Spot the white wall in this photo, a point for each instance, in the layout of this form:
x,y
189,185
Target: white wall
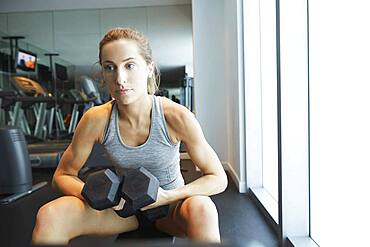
x,y
45,5
218,81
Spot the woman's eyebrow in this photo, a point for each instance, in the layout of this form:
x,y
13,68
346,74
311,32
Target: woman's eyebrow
x,y
124,60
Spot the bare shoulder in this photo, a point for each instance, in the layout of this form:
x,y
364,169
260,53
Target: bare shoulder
x,y
179,119
93,122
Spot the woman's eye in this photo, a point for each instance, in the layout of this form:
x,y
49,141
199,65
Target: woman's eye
x,y
130,66
109,67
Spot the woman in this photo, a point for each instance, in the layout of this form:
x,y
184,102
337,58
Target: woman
x,y
136,129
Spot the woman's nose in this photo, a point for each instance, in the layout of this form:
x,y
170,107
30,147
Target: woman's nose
x,y
121,77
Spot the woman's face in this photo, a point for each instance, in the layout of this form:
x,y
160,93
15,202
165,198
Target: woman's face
x,y
125,70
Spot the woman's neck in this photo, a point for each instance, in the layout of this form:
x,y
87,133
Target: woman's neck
x,y
137,112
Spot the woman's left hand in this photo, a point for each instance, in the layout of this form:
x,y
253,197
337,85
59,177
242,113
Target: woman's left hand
x,y
163,197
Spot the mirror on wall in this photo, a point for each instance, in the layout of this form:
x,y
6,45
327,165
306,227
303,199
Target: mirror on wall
x,y
75,36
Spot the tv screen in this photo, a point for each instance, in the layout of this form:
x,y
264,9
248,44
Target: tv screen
x,y
61,72
26,60
44,75
6,63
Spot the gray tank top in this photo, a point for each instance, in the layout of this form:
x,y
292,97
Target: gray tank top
x,y
158,154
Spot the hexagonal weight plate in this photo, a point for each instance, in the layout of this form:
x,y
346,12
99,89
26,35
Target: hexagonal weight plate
x,y
139,187
101,188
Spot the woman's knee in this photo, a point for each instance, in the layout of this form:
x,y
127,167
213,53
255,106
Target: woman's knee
x,y
200,209
53,214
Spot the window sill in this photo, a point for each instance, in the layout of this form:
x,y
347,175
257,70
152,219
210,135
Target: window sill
x,y
302,242
267,204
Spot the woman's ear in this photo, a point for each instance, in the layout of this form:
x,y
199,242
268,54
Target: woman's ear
x,y
150,69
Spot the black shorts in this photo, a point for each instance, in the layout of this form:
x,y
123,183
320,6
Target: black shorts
x,y
144,223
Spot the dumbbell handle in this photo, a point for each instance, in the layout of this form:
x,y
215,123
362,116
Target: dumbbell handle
x,y
151,214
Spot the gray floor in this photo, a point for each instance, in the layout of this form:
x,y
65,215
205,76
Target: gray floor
x,y
241,223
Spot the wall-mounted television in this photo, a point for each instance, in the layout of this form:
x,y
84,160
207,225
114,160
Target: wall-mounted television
x,y
26,60
61,72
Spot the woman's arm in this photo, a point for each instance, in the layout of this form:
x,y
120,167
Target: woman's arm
x,y
88,131
183,126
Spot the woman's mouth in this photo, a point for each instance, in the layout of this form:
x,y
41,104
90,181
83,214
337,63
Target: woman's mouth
x,y
125,91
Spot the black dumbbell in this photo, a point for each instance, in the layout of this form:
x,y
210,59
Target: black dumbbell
x,y
101,189
139,189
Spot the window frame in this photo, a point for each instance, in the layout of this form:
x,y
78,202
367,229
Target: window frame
x,y
292,223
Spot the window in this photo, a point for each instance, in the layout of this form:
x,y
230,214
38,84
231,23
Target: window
x,y
339,121
269,97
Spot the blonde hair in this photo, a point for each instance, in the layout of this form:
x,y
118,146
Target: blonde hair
x,y
144,50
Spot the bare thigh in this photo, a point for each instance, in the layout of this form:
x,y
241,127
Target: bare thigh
x,y
173,224
195,217
75,217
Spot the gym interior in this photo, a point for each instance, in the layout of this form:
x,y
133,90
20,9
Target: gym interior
x,y
266,80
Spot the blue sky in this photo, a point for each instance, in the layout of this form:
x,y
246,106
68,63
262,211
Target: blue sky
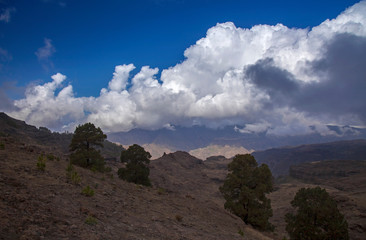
x,y
85,41
91,37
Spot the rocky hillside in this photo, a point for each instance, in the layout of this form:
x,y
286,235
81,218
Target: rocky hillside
x,y
218,150
345,180
182,204
52,140
280,159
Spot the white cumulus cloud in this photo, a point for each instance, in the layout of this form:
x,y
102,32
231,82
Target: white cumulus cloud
x,y
266,78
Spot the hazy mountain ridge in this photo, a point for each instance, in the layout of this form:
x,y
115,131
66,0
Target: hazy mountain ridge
x,y
189,138
43,136
280,159
45,205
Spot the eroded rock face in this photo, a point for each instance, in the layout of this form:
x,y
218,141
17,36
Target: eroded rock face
x,y
37,204
345,180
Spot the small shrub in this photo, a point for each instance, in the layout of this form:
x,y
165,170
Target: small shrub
x,y
179,218
161,191
94,169
107,169
72,175
51,157
41,163
88,191
90,220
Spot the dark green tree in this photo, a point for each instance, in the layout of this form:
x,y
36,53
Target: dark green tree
x,y
84,146
244,190
137,165
317,217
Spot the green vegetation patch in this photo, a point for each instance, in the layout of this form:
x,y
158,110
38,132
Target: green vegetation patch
x,y
88,191
90,220
41,163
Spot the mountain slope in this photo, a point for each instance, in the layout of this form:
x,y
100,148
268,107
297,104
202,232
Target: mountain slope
x,y
345,180
189,138
280,159
46,205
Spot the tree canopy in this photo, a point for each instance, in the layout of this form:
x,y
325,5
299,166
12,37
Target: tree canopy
x,y
84,146
317,217
137,165
244,190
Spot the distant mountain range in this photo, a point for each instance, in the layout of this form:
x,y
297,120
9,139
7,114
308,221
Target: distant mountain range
x,y
190,138
281,159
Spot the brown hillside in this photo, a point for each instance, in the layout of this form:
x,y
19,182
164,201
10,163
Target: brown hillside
x,y
345,180
44,205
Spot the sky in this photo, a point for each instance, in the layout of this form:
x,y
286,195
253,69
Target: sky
x,y
279,67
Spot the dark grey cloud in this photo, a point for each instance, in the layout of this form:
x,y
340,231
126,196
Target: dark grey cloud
x,y
278,83
341,91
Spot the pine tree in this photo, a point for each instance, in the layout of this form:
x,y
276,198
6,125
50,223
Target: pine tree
x,y
244,190
85,141
317,217
137,165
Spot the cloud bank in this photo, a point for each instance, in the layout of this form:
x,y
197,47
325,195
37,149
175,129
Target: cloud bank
x,y
270,79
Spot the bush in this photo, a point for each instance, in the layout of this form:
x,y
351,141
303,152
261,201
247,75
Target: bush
x,y
72,175
83,147
137,165
317,216
41,163
88,191
90,220
244,190
179,218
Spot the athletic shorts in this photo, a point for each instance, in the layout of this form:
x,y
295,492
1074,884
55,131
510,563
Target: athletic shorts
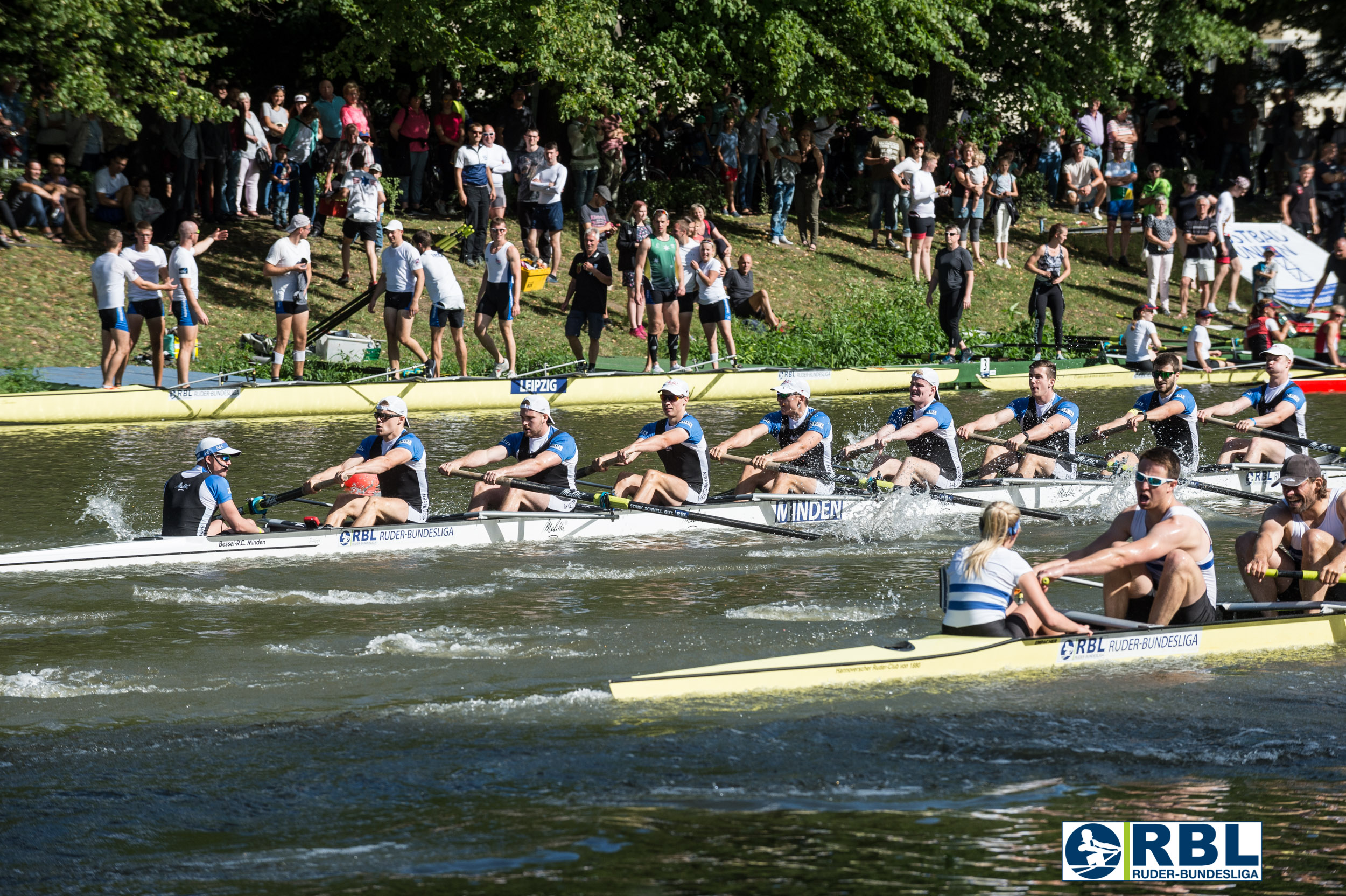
x,y
1198,269
497,300
1121,209
367,230
577,320
182,311
440,318
714,312
1197,614
921,228
114,319
550,217
147,309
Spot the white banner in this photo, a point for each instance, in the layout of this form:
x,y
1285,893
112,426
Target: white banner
x,y
1299,261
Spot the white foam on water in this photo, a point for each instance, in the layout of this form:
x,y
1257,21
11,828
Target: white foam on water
x,y
233,595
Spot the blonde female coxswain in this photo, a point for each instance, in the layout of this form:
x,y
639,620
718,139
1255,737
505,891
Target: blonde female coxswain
x,y
983,580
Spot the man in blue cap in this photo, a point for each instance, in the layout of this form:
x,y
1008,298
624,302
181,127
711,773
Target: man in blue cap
x,y
193,497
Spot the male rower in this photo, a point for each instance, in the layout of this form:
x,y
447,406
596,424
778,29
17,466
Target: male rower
x,y
545,455
1280,408
680,444
392,454
1303,532
805,439
1045,419
927,425
1172,414
1156,559
194,495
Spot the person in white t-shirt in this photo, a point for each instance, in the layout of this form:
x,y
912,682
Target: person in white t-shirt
x,y
290,268
403,282
111,274
364,198
446,304
712,300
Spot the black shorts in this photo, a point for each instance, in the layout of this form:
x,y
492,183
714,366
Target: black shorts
x,y
1197,614
1011,626
497,300
367,230
147,309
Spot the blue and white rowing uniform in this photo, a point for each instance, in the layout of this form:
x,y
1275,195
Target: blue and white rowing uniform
x,y
1266,397
983,599
790,431
688,459
1201,611
1030,414
405,481
190,501
562,475
938,446
1180,431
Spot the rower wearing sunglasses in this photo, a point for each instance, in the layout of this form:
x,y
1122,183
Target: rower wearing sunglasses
x,y
392,454
1172,414
193,495
1156,559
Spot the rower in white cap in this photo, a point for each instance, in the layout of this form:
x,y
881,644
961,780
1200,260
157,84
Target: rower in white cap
x,y
193,495
680,444
545,455
392,454
805,438
928,430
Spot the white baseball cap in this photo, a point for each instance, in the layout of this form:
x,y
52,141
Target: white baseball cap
x,y
677,388
792,387
212,446
929,376
537,403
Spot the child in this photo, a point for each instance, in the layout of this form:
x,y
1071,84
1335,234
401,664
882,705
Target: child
x,y
283,171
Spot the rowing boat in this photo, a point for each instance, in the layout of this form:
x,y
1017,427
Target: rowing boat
x,y
954,656
143,404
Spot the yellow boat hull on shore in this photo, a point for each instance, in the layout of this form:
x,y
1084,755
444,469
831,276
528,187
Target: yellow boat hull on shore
x,y
143,404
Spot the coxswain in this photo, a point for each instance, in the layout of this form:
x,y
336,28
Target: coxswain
x,y
805,439
1280,407
927,425
545,455
1303,532
193,497
1156,559
680,444
983,580
1172,414
392,454
1045,419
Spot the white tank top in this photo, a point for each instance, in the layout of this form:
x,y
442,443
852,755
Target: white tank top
x,y
1139,529
497,264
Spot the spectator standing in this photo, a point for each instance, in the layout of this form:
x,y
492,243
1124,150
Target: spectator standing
x,y
411,127
500,163
475,193
1158,252
583,170
251,139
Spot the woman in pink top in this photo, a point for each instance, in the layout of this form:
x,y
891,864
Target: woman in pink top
x,y
412,125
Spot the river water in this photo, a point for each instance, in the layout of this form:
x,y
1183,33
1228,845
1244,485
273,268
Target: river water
x,y
442,719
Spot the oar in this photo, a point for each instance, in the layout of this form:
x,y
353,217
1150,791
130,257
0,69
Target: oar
x,y
609,501
1280,436
882,485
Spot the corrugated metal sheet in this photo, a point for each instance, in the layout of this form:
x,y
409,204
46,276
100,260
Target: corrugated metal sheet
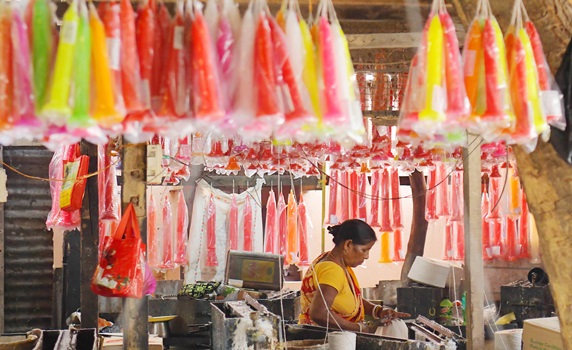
x,y
28,258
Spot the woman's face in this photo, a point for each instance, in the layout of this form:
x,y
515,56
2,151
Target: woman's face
x,y
356,254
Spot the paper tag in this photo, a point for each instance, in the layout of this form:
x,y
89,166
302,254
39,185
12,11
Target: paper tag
x,y
470,60
178,36
235,283
437,100
69,32
551,103
114,51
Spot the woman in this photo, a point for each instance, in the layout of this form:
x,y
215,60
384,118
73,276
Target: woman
x,y
331,295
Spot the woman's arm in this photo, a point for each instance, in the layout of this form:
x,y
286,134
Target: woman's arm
x,y
319,310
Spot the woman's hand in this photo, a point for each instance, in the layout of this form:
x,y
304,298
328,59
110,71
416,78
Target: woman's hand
x,y
387,315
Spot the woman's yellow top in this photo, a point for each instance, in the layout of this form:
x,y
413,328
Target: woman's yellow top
x,y
348,302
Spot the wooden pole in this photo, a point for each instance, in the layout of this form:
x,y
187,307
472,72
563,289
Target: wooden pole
x,y
473,244
419,225
89,241
135,311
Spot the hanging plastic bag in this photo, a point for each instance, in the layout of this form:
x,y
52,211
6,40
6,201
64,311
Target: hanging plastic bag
x,y
23,106
333,195
303,232
354,194
58,218
145,32
282,211
211,259
167,239
73,188
107,185
120,270
550,95
523,230
6,67
173,102
42,49
152,233
375,198
431,196
247,225
207,104
292,255
129,65
103,105
232,221
270,227
182,230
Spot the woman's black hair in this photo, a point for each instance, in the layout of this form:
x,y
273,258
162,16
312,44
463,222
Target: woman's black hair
x,y
356,230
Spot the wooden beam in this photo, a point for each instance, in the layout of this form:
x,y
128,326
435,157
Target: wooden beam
x,y
89,241
474,275
135,311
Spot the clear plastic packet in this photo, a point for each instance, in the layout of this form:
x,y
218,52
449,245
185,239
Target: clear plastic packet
x,y
458,106
233,224
375,198
247,229
152,233
282,214
174,100
24,110
495,192
208,109
160,51
270,225
362,199
523,230
443,200
354,194
385,224
396,221
167,262
457,202
43,48
6,67
293,245
145,27
103,104
211,260
244,110
129,64
303,233
552,100
107,185
431,196
182,232
58,218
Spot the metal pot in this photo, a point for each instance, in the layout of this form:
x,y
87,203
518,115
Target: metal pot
x,y
161,329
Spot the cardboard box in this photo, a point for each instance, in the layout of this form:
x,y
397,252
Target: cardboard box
x,y
436,273
542,334
116,343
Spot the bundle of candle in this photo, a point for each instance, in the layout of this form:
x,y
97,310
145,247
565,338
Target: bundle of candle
x,y
435,101
113,72
507,94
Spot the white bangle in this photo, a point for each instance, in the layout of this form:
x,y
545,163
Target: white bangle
x,y
374,312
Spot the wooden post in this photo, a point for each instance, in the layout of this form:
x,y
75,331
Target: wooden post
x,y
89,241
135,311
419,225
2,305
473,243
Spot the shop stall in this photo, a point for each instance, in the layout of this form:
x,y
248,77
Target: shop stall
x,y
202,148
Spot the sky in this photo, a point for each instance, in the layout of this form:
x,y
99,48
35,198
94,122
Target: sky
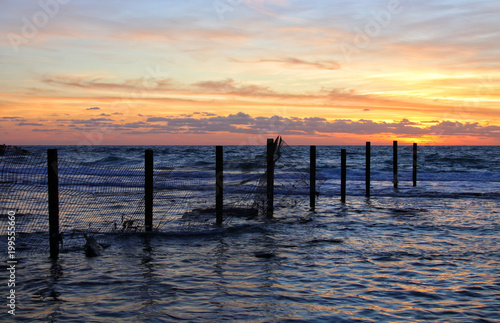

- **TASK DETAILS**: Pull out every line above that contains the word "mouth" and copy each one in full.

- **TASK RESULT**:
Spot the woman's mouth in this photo, a point for each instance, in the layout of this form:
Target: woman's mouth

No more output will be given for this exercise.